• Excerpted text:

Cavern in the Škocjan Caves by Ramón from Llanera, España

Visiting the Škocjan Caves in Slovenia

travel guide

A UNESCO world heritage site, the Škocjan Caves have some of the largest underground canyons in the world. Walking through these caves are truly spectacular, with breath-taking caverns, a rushing underground river and huge spaces beneath the earth.

You can explore the caves through taking an underground tour into their depths, following the path of the Reka River, or doing a circular walk above ground. For the best experience, do them all!

How to see the Škocjan Caves

Visitors have three choices on how to experience the caves:

  • a guided tour through the underground canyon

  • following the Reka River underground

  • walking along the surface, following the Škocjan Education Trail.

The lit pathway through the Skocjan Caves
Leaving the Skocjan Caves

The most popular way to visit the caves is by taking the guided tour through the caves (18 euros per adult). It's a 3km route, with some remarkable sights along the way. The first cavern is the Silent Cave, filled with stalactites. Further in is the Great Hall with two huge stalagmites - the “Giant” and the “Organ”. The highlight is crossing the gorge, high above the underground river flowing through an enormous cavern.

Another option is to follow the Reka River on its path underground. This 3.5km route starts at the cave's natural entrance near the Škocjan village and allows you to choose whether or not to walk independently or with a guide.

The walkway over the Reka River

If you'd rather not venture underground, the Škocjan Education Trail is a 2km circuit around around the Big and Little Collapse Dolines, natural compressions in the earth, home to some interesting wildlife. It also takes you through the villages of Betajna, Matavun and Škocjan and, once again, you can go with a guide or by yourself.

Our experience

We arrived in Ljubljana, Slovenia, in the middle of a wine festival in the city centre. Not only was the festival a wonderful introduction to a beautiful, small city, but it was also the perfect time to get locals’ advice about what to see and do in the country.

One activity popped up again and again – visiting the Škocjan Caves. Coincidentally, the caves popped up in my social media newsfeed the next morning and it was decided… our first day trip out of the city would be to these caves.

• Task list:
[1] Name the villages that the Škocjan Caves travel guide says the Škocjan Education Trail passes through.
[2] According to the Škocjan Caves travel guide, how long is the route that follows the Reka River underground?
[3] Go on with the Škocjan Caves travel guide, picking up after its final sentence.

• Data extract:

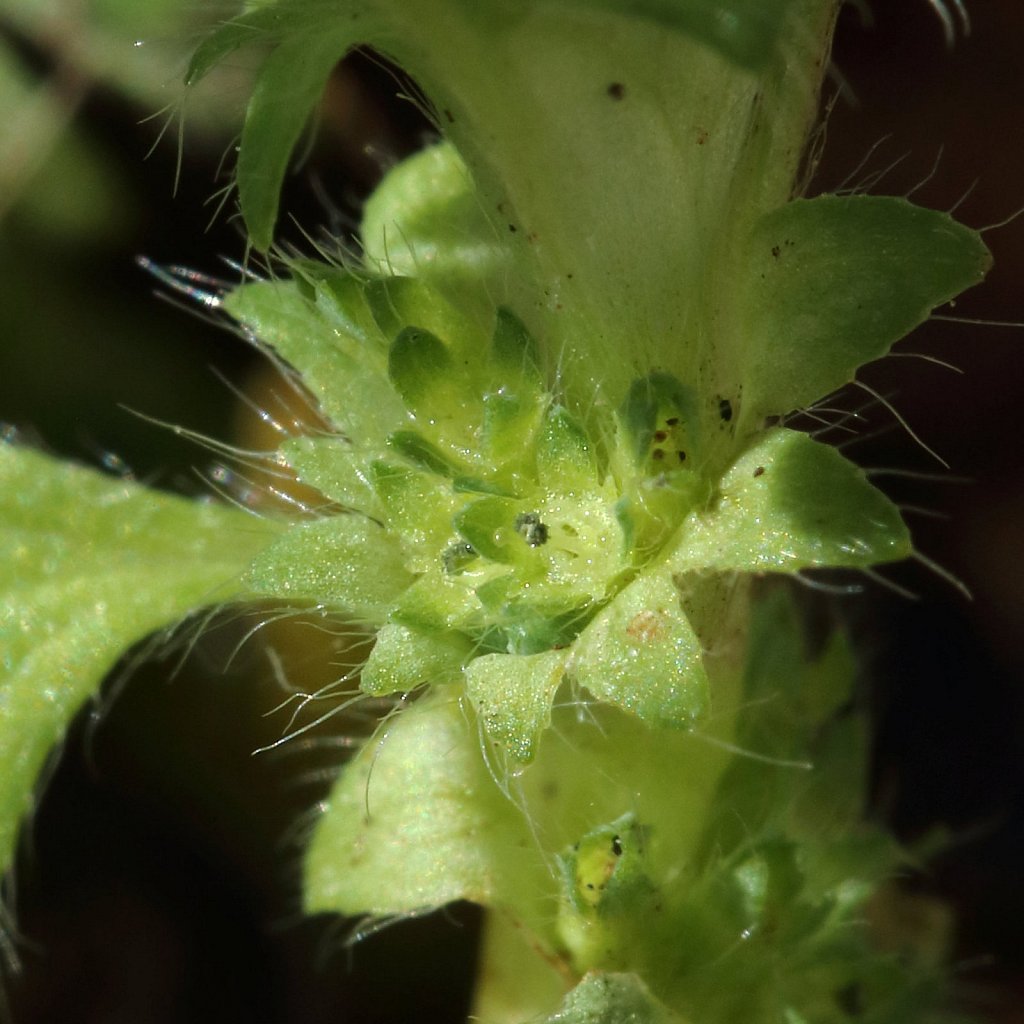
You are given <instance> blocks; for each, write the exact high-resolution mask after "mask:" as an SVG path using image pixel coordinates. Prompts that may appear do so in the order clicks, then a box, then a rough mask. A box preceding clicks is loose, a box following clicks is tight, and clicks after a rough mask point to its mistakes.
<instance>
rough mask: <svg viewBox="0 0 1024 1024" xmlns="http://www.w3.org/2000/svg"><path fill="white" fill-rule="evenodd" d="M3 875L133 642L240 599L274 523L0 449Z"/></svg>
mask: <svg viewBox="0 0 1024 1024" xmlns="http://www.w3.org/2000/svg"><path fill="white" fill-rule="evenodd" d="M0 524H2V528H0V592H2V595H3V597H2V603H0V650H2V652H3V662H2V666H0V871H3V870H5V869H6V868H7V867H8V866H9V865H10V859H11V856H12V854H13V849H14V841H15V836H16V829H17V826H18V824H19V822H20V820H22V818H23V817H24V815H25V814H26V813H27V812H28V811H29V810H30V808H31V806H32V790H33V785H34V784H35V781H36V778H37V776H38V774H39V772H40V770H41V769H42V767H43V765H44V763H45V760H46V757H47V755H48V754H49V752H50V750H51V749H52V748H53V745H54V744H55V743H57V742H58V741H59V740H60V737H61V736H62V734H63V731H65V729H66V728H67V726H68V724H69V723H70V721H71V719H72V718H73V717H74V715H75V713H76V712H77V711H78V709H79V708H80V707H81V706H82V703H83V701H85V700H86V699H87V698H88V697H89V695H90V694H92V693H94V692H95V691H96V690H97V689H98V687H99V684H100V683H101V682H102V680H103V677H104V675H106V673H108V672H110V670H111V669H112V668H113V667H114V666H115V665H116V664H117V662H118V659H119V658H120V657H121V655H122V654H123V653H124V652H125V651H126V650H127V649H128V648H129V647H130V646H131V645H132V644H134V643H136V642H138V641H139V640H141V639H143V638H144V637H146V636H147V635H150V634H151V633H153V632H154V631H156V630H159V629H161V628H162V627H165V626H168V625H172V624H174V623H177V622H178V621H180V620H181V618H183V617H184V616H185V615H186V614H187V613H188V612H190V611H193V610H195V609H197V608H200V607H203V606H204V605H210V604H217V603H220V602H223V601H227V600H231V599H232V598H237V597H239V596H244V595H245V587H244V584H243V583H242V570H243V569H244V568H245V567H246V565H247V564H248V563H249V562H250V561H251V560H252V558H253V557H254V555H256V554H257V553H258V552H259V551H260V550H261V549H263V548H265V547H266V545H267V544H269V543H270V542H271V541H272V540H273V538H274V537H275V536H276V534H278V526H276V525H275V524H274V523H273V522H271V521H268V520H261V519H258V518H256V517H254V516H251V515H248V514H246V513H244V512H241V511H239V510H237V509H232V508H229V507H226V506H221V505H213V504H200V503H198V502H191V501H186V500H184V499H182V498H176V497H173V496H170V495H164V494H160V493H157V492H154V490H148V489H146V488H145V487H142V486H139V485H138V484H135V483H132V482H129V481H126V480H120V479H116V478H112V477H110V476H104V475H102V474H100V473H97V472H94V471H92V470H88V469H84V468H81V467H77V466H73V465H71V464H67V463H61V462H57V461H55V460H53V459H51V458H49V457H48V456H45V455H43V454H41V453H38V452H33V451H30V450H28V449H22V447H15V446H14V445H11V444H5V445H0Z"/></svg>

• Responses:
[1] Betajna, Matavun, Škocjan

[2] 3.5km

[3]
We took a train and a bus to get to the caves – and discovered regular tours departed, so we signed up to the next one, and found ourselves entering the caves in just a few minutes. As we entered, the temperature dropped immediately and the walkway became narrow, with relatively low ceilings. This was the man-made tunnel into the vast, underground caverns.

When we entered the natural cave, we found ourselves in a series of caverns, connected by a walkway. Spotlights highlighted the trail and key features of the cave around us, including some impressive stalactites and stalagmites adorning the ceiling and ground - the largest stalagmite in Škocjan Caves is over 47m from the ground to its tip.

Stalactites and stalagmites.
Stalactites and stalagmites.

Following the guide closely (no one wanted to be left in darkness when she turned out the lights), we found ourselves in an enormous empty space, with the gushing of water clearly audible and the river below barely visible. This was the great underground gorge of the Škocjan Caves, a truly remarkable (and awe-inspiring) space to see. Everything, from bridges and trees to boulders and stalagmites, looked small in this huge space.

The Cerkvenikov Most is a narrow bridge crossing the river and the canyon. Walking across it was beautiful and slightly terrifying and I was reminded of a scene from the Lord of the Rings. Soon after we crossed the bridge, we could see daylight in the distance, and we emerged from the cave into the sunlight, with beautiful greenery and the rushing Reka River at our feet. The subsequent walk along the river was gorgeous and light, but couldn't compare to the majesty of the dark caverns below.

The gorge in the Škocjan Caves.
The gorge in the Škocjan Caves.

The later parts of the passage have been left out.